(Records)
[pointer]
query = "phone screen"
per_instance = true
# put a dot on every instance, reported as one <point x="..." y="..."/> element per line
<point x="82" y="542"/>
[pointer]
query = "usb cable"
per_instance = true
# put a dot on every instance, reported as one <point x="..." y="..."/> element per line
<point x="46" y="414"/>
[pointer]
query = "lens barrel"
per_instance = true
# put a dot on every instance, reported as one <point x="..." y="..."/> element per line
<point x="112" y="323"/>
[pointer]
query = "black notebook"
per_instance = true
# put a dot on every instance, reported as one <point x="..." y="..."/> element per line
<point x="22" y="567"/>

• Exercise task:
Copy every line of the items above, character for character, with no changes.

• Output below:
[pointer]
query = "phone screen"
per_instance = true
# put a dot on every instance, reported as one <point x="..." y="..."/> element per line
<point x="82" y="542"/>
[pointer]
query = "usb cable"
per_instance = true
# put a dot on every instance, reported as one <point x="..." y="..."/> element per line
<point x="46" y="414"/>
[pointer]
query = "lens barrel"
per_instance = true
# put a dot on every instance, reported as one <point x="..." y="..."/> element per line
<point x="112" y="323"/>
[pointer]
query = "black notebook"
per_instance = true
# put a dot on every instance, reported as one <point x="..." y="..."/> element per line
<point x="22" y="567"/>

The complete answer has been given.